» Work task
There is material below. Print exactly the lines starting at the line with "[[270, 200], [531, 106], [820, 672]]" and ending at the line with "[[1116, 951], [105, 102], [930, 599], [1249, 616]]", ends included, and no others.

» Provided records
=== Section Start ===

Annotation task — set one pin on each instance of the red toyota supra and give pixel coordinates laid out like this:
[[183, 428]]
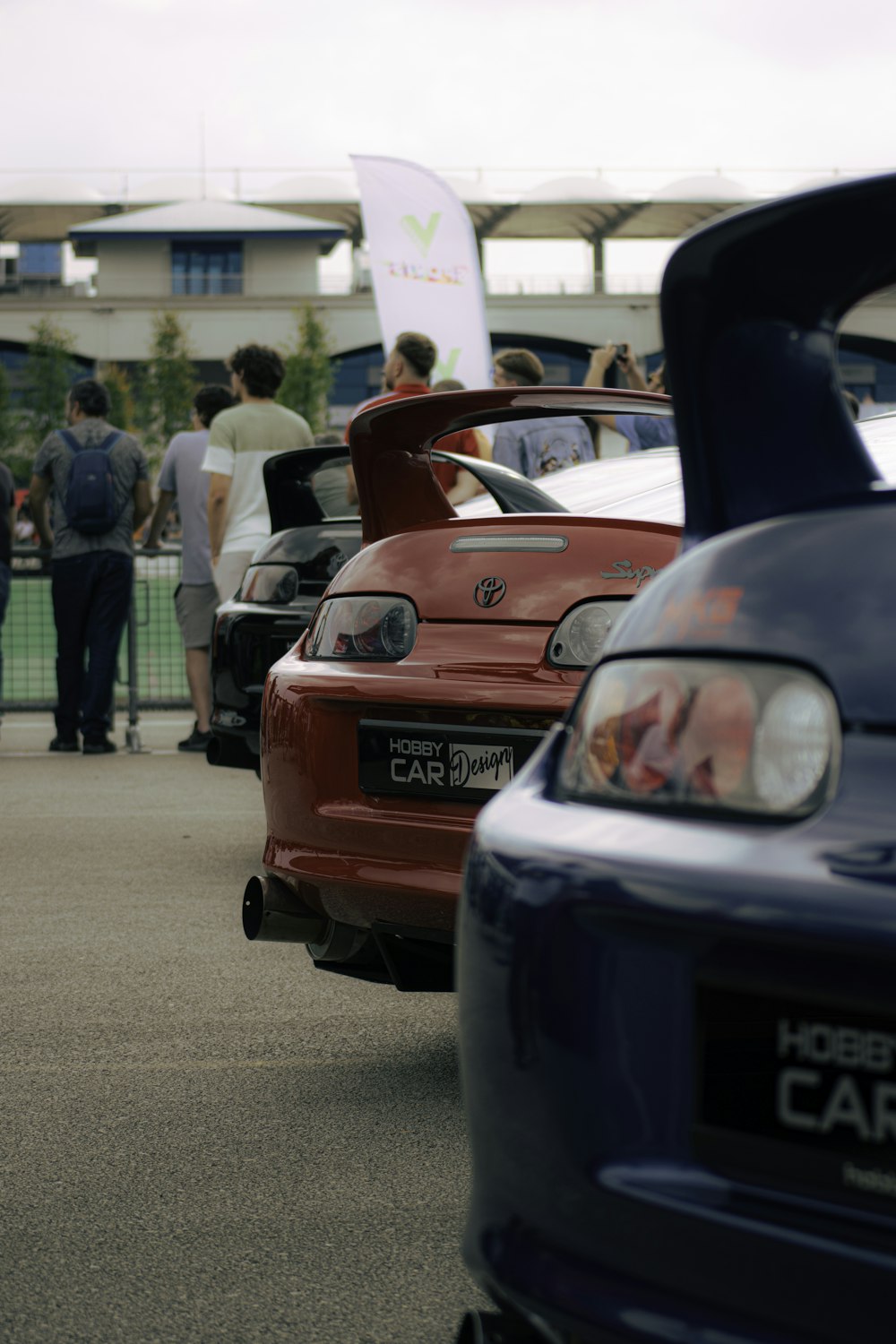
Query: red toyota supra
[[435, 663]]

=== Section End ===
=== Section Start ===

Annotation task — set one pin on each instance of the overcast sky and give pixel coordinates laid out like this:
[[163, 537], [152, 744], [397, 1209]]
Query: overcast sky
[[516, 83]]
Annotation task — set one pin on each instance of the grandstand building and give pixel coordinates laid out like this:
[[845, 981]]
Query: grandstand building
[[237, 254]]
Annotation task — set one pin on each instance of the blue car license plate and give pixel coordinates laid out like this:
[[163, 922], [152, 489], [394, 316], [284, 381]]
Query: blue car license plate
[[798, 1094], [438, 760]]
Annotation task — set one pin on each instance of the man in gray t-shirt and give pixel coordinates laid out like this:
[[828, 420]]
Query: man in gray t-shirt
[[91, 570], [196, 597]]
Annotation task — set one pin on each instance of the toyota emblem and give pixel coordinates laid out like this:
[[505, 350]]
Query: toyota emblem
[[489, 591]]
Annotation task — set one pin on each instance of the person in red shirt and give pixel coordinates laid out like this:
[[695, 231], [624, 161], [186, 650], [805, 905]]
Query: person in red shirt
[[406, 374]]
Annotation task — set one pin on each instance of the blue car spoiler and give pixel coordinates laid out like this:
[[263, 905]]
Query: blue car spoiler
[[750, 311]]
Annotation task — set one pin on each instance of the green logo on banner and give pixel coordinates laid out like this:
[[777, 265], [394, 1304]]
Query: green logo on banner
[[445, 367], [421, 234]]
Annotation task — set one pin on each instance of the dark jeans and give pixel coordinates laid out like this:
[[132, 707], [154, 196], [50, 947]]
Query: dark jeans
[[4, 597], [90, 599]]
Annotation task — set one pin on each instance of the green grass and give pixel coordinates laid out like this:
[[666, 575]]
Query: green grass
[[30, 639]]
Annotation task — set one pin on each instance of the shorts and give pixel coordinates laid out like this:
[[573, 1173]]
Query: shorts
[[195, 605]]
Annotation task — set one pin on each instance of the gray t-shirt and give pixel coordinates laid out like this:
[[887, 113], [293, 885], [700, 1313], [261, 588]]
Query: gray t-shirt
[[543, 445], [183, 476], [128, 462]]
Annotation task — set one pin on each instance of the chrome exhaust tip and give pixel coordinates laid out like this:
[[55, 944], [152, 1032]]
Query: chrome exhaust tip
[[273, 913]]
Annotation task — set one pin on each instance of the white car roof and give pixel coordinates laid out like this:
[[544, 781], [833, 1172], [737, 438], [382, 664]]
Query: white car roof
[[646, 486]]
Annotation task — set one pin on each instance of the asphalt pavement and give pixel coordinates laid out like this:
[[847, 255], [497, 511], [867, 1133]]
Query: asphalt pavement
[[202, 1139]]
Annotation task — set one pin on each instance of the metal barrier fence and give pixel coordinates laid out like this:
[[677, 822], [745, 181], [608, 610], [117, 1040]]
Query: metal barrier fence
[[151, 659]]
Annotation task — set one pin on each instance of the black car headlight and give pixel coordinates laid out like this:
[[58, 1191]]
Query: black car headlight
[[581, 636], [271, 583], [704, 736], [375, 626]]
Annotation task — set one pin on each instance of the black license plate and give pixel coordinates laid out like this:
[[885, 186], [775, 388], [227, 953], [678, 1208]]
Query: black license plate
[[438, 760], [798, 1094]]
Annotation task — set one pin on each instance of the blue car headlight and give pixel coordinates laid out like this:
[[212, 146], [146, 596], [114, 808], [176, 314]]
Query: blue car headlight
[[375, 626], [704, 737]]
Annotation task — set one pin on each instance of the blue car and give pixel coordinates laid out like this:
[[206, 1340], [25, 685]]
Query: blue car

=== Section End ===
=== Section Start ===

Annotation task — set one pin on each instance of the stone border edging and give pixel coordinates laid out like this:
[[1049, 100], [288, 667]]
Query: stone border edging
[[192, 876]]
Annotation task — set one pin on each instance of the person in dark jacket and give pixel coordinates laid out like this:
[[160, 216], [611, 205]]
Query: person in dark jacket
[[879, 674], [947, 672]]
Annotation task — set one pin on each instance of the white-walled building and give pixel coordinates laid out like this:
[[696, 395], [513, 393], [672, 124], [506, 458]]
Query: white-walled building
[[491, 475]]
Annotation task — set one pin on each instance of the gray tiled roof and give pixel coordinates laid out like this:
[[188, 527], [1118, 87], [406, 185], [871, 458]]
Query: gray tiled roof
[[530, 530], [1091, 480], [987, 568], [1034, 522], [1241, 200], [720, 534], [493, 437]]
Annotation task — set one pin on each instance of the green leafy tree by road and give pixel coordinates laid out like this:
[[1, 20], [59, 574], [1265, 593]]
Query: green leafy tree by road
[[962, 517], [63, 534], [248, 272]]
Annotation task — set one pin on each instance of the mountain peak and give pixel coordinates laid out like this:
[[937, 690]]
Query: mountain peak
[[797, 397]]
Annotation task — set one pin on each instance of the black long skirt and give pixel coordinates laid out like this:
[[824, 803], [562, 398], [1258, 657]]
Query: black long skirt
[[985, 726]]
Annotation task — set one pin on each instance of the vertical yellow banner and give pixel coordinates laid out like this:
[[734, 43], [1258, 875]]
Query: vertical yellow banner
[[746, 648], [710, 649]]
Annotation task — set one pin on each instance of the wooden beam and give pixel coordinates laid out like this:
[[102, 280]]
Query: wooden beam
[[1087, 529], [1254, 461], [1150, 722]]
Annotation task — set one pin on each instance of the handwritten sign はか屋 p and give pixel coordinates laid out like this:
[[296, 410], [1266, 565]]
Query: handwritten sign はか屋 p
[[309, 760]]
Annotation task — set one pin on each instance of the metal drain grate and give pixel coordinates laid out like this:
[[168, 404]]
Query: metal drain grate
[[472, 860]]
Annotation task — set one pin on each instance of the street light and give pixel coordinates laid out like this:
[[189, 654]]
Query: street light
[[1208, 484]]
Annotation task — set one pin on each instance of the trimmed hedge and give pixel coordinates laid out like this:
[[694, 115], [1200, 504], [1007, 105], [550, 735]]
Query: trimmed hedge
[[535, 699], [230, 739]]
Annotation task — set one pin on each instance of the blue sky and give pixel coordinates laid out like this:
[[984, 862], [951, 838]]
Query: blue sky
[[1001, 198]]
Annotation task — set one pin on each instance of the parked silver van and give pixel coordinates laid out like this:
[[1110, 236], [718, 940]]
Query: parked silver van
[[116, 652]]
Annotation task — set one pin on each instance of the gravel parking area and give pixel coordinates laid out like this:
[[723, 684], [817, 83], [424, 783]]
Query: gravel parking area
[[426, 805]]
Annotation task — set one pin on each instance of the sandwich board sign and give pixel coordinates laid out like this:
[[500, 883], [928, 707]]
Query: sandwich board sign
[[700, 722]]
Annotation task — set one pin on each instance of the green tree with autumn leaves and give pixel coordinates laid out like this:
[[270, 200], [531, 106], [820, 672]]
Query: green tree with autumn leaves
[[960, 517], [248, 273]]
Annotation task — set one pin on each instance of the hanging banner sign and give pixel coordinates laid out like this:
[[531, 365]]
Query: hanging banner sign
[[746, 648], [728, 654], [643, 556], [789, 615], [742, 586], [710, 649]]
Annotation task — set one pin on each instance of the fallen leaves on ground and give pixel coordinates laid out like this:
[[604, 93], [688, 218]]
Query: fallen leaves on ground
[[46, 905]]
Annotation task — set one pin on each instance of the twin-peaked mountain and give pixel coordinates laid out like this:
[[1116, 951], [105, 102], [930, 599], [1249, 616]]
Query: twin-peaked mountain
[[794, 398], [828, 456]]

=== Section End ===

» Response box
[[270, 200], [531, 106], [820, 672]]
Query: green tree with autumn leaves
[[960, 517], [248, 273]]
Annotation task — set one pin on each instance of the hanging banner sign and give pixel coordinates laid out like this:
[[531, 365]]
Query: hanging banner sign
[[746, 648], [728, 654], [643, 556], [789, 615], [742, 586], [710, 649]]
Annotation task — set one pin on each instance of the fallen leaves on ground and give pixel coordinates laid out like this:
[[604, 93], [688, 218]]
Query: fallen leaves on ground
[[46, 905]]
Annotation task — set one pin on each instance of the twin-peaked mountain and give pixel coordinates laid out like this:
[[1116, 951], [105, 102], [930, 599], [1249, 616]]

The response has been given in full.